Set problem:
Repeat, word for word, everything in the rows below from the line containing "the red brick" down to the last line.

(Raw rows)
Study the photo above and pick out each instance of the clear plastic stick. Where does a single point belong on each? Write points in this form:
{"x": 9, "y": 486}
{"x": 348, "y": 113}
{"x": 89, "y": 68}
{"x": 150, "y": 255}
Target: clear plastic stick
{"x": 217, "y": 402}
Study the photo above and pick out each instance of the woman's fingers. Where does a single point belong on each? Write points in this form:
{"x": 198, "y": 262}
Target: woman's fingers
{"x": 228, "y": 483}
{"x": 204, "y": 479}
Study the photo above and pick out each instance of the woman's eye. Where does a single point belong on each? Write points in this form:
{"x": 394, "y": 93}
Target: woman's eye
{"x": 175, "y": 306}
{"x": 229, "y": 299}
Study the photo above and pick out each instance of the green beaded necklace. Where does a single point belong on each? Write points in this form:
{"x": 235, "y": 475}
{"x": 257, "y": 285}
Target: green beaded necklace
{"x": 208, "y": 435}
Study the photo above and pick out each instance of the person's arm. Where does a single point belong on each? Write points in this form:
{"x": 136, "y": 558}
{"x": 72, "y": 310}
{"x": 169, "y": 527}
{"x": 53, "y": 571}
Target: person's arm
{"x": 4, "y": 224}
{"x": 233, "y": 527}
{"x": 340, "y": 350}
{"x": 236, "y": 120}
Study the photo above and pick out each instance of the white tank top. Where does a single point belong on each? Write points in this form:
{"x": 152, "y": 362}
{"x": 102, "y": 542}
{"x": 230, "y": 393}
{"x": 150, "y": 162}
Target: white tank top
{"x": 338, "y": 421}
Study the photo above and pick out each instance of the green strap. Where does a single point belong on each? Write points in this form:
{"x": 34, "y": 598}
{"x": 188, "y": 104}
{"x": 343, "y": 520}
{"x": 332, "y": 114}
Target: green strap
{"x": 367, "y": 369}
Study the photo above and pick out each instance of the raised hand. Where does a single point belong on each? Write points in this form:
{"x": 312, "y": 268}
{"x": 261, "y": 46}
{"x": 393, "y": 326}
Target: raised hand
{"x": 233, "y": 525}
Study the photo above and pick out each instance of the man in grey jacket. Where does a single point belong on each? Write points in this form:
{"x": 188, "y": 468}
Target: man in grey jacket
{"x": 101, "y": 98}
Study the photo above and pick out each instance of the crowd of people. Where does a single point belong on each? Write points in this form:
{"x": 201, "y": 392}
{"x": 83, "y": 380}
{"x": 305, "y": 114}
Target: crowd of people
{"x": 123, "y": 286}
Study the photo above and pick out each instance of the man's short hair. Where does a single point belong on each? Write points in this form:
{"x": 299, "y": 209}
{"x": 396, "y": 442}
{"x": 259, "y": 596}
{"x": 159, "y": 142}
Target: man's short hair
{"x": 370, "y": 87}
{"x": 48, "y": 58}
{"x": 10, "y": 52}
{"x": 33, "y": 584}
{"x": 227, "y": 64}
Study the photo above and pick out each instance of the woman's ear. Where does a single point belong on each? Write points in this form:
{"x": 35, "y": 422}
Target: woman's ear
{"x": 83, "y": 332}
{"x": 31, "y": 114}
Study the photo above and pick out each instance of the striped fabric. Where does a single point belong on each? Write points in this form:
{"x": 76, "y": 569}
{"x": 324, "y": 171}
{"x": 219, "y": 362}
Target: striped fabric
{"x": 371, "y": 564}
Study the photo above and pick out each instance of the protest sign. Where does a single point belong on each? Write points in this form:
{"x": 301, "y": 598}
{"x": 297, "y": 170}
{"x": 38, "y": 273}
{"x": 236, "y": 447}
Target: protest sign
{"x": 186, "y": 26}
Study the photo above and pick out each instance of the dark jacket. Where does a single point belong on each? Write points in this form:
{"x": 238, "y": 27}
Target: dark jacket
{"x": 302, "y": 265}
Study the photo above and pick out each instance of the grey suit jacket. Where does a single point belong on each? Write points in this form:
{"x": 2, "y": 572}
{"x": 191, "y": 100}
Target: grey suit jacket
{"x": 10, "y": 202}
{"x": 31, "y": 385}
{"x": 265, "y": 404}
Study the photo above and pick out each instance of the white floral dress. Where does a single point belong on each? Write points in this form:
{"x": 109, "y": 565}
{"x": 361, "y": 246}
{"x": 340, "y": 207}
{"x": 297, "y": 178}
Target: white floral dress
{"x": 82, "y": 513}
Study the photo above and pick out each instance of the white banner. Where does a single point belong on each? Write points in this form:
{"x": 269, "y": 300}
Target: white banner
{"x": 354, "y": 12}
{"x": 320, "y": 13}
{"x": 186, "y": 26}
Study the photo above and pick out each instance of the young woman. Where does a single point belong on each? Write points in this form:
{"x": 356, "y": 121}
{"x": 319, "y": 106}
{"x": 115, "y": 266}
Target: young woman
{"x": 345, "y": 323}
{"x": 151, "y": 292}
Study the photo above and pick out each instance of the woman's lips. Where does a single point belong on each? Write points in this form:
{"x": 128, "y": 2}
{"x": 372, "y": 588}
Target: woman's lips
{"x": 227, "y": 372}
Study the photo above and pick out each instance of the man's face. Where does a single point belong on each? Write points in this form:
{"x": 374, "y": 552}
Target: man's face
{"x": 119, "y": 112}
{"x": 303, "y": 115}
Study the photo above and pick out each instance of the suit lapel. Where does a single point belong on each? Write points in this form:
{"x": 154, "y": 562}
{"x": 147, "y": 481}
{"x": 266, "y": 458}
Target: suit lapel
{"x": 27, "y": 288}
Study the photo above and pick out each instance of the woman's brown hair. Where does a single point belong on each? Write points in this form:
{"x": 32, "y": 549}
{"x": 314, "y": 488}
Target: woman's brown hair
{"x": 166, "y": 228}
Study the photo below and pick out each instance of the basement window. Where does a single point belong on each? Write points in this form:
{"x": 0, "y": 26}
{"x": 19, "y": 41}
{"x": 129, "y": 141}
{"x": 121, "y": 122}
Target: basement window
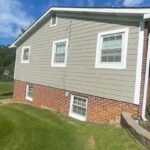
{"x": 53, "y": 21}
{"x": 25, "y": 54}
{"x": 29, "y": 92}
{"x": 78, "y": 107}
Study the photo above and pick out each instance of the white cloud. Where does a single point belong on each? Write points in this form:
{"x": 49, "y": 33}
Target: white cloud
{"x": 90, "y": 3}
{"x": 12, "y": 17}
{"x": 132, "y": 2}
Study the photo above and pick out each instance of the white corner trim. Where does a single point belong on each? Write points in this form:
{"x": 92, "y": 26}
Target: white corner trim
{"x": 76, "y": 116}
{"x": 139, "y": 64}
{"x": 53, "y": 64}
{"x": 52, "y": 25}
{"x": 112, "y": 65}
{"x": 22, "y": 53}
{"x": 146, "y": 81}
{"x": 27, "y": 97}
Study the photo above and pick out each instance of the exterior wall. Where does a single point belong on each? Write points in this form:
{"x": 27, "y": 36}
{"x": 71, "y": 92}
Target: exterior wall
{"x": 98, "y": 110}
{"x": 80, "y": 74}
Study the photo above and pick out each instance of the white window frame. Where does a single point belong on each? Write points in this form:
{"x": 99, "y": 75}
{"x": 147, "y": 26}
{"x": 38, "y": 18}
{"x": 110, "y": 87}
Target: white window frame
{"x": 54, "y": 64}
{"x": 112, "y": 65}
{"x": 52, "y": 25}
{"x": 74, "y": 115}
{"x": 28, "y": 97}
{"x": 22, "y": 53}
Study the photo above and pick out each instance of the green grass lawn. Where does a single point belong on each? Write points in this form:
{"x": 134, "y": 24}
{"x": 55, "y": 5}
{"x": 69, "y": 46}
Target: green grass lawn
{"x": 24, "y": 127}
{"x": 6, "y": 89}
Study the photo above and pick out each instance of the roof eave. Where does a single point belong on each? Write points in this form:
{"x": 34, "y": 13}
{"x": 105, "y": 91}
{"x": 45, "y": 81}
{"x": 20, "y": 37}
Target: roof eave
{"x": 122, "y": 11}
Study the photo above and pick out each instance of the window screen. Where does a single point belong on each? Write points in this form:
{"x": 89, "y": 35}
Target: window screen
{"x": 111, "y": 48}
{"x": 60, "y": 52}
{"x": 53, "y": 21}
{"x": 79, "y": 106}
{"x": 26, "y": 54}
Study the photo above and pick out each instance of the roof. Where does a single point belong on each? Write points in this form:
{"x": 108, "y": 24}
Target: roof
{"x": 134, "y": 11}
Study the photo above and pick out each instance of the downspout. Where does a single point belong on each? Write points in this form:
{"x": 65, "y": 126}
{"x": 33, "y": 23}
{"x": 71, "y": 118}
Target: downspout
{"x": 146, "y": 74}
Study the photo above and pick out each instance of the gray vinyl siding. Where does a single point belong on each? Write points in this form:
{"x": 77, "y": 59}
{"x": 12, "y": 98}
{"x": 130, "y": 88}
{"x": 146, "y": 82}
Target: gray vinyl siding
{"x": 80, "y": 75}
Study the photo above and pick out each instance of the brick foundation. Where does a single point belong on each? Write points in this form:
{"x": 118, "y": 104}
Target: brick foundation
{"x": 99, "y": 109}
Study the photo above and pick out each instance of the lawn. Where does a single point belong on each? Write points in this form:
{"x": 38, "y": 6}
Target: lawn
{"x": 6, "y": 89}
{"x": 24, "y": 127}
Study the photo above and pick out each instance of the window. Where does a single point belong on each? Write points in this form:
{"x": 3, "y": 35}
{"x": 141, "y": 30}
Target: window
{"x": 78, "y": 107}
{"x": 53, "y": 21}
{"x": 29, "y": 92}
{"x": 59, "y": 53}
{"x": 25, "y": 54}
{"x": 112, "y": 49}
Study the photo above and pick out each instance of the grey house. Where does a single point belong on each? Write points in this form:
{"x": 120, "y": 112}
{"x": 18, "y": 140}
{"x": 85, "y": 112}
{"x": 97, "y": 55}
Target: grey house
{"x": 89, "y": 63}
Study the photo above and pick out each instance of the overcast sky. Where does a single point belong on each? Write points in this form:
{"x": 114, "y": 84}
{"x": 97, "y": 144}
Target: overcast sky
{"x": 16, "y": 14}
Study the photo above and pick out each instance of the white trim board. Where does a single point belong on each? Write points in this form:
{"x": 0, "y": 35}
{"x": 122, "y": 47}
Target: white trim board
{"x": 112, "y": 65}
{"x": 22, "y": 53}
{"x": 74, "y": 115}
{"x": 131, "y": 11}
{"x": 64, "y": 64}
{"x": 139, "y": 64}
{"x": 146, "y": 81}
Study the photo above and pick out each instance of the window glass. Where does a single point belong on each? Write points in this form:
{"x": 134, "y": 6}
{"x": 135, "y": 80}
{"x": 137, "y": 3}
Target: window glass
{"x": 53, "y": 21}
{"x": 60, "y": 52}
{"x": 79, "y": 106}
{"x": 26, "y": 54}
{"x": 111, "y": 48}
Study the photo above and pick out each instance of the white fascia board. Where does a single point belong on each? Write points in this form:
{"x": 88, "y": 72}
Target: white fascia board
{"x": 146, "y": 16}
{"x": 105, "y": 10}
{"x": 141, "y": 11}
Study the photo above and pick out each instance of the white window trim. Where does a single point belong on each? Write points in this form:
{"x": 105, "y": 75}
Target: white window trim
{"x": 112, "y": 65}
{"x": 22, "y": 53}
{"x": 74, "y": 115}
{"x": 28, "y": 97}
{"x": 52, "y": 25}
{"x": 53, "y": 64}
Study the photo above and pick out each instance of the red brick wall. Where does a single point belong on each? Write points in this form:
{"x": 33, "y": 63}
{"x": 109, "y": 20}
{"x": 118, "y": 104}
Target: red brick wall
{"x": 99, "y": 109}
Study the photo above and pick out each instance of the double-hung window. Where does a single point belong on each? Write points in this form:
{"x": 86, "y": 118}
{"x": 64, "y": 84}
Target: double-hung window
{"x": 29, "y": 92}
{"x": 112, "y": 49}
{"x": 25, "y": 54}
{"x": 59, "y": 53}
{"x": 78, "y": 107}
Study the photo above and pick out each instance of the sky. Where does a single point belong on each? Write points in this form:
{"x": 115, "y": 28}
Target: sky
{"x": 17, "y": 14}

Reply to the task:
Study the photo above and pick out each instance of the red brick wall. Where does a single point belong on each? Write points in this form:
{"x": 33, "y": 63}
{"x": 109, "y": 20}
{"x": 118, "y": 104}
Target: red brick wall
{"x": 99, "y": 109}
Study the photo above and pick out each instance of the double-hung window. Where does a single point belong on each? Write points in this form:
{"x": 86, "y": 118}
{"x": 64, "y": 84}
Target: double-hung window
{"x": 29, "y": 92}
{"x": 112, "y": 49}
{"x": 25, "y": 54}
{"x": 59, "y": 53}
{"x": 78, "y": 107}
Study the photo above and pick out each instance of the sky. Where does a single point belong on each? Write points in this form:
{"x": 115, "y": 28}
Target: sky
{"x": 17, "y": 14}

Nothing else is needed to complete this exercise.